WHAT IS NEEDED: Tally the lines in the entries below that contain the string "outlet", treating uppercase and lowercase letters as different. Reply with the number alone.

● ● ● ● ●

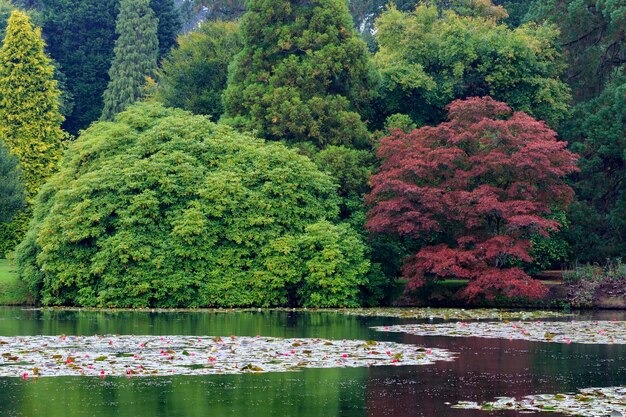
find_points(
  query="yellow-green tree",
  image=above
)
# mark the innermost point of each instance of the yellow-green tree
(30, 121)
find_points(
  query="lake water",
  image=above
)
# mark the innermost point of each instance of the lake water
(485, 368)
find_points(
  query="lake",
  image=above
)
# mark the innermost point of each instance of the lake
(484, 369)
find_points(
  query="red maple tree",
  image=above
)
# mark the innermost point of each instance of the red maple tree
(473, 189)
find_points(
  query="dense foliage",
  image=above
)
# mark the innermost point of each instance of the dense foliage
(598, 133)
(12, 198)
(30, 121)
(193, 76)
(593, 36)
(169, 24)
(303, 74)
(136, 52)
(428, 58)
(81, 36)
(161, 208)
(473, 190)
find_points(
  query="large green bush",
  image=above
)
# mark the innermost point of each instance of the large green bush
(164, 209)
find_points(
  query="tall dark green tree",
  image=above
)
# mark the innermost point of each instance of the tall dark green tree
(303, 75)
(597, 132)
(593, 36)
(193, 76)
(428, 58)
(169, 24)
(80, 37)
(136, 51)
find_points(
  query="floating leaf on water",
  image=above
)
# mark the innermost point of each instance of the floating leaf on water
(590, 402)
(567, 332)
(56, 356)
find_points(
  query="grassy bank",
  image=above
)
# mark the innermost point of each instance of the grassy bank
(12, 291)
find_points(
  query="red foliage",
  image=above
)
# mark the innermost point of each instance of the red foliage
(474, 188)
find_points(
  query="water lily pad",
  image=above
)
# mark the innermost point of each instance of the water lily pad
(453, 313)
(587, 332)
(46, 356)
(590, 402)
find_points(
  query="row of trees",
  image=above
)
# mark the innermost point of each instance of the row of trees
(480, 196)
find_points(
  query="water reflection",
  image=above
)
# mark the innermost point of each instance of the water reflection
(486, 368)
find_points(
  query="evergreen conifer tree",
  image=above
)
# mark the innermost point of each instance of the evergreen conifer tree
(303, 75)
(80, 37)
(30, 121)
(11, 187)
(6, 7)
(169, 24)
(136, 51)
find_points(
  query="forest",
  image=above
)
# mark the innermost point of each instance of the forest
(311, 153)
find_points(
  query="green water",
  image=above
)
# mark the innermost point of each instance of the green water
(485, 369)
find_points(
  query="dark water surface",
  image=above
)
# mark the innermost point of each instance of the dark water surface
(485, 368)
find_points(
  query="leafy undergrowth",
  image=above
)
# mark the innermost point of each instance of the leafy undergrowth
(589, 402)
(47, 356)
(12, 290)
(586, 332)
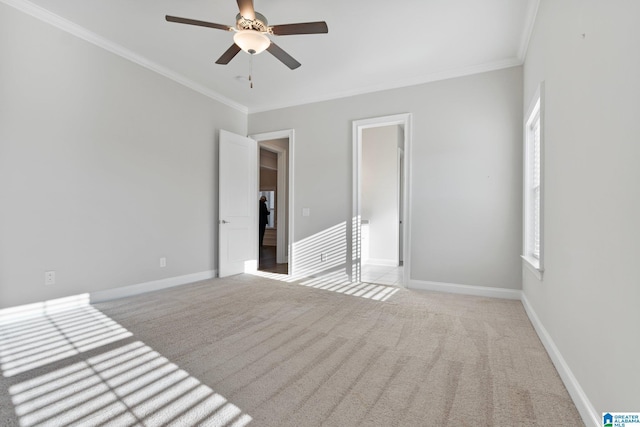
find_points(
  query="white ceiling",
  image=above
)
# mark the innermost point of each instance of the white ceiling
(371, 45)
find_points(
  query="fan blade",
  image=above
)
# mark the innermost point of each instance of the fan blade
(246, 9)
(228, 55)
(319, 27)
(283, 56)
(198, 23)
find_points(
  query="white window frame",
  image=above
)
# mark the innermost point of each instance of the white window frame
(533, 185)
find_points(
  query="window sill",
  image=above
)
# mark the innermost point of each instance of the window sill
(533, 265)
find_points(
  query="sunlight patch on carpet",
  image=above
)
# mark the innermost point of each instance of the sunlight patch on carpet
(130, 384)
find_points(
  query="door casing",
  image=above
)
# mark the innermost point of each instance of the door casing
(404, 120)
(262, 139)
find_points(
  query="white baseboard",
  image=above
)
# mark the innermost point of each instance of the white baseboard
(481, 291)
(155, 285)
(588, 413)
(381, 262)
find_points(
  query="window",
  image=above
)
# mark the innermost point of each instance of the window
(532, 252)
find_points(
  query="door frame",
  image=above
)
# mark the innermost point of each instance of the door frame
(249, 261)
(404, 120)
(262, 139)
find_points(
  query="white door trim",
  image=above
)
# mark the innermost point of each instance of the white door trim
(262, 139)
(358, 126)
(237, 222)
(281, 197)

● ● ● ● ●

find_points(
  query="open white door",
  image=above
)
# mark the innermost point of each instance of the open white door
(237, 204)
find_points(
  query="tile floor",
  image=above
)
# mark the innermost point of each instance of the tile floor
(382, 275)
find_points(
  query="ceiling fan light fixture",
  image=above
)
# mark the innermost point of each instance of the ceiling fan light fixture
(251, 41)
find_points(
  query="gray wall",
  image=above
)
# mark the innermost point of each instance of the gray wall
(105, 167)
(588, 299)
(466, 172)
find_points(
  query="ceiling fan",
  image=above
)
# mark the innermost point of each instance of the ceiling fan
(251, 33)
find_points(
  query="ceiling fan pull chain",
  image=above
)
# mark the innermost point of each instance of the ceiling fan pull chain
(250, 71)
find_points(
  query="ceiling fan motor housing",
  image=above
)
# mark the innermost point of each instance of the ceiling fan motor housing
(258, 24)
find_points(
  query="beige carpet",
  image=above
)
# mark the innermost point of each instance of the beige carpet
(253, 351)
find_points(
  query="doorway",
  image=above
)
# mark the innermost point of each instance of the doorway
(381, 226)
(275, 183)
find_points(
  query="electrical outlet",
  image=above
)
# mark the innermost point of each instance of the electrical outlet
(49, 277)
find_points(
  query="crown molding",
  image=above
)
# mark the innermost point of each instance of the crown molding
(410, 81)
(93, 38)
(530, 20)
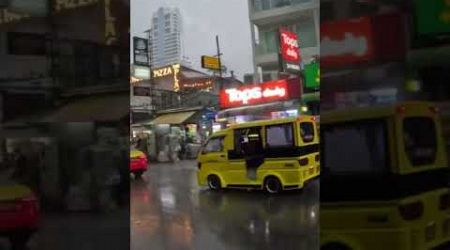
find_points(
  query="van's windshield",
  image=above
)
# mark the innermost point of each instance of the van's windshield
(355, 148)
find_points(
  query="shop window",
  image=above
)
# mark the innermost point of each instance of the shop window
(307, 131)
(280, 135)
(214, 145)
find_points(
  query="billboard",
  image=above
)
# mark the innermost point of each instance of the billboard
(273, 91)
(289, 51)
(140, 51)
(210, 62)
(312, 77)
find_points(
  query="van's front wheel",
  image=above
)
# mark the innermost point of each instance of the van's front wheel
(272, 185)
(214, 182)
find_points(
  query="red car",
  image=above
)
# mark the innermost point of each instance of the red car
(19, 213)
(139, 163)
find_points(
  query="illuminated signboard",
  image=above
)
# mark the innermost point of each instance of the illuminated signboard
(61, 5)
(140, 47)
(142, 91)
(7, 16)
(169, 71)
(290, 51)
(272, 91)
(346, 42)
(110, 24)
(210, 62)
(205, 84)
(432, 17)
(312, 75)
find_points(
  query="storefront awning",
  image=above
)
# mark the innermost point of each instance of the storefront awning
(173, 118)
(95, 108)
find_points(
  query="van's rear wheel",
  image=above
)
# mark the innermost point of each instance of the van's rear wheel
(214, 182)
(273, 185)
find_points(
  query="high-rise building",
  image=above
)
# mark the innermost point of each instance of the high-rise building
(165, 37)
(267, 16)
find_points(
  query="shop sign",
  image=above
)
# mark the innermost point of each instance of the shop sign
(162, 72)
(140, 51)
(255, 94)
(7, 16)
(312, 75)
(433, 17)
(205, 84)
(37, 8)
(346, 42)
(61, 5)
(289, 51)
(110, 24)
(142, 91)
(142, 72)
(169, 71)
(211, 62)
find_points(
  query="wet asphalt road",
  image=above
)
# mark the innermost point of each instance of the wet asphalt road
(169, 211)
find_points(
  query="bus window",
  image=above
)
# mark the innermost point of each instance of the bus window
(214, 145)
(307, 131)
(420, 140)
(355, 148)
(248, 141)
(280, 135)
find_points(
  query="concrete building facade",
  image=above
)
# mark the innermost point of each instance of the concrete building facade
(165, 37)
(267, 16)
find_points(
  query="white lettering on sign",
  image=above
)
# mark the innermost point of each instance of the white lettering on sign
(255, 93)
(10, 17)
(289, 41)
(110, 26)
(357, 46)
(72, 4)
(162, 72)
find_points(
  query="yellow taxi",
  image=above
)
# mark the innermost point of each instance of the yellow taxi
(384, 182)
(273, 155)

● ● ● ● ●

RESULT: 2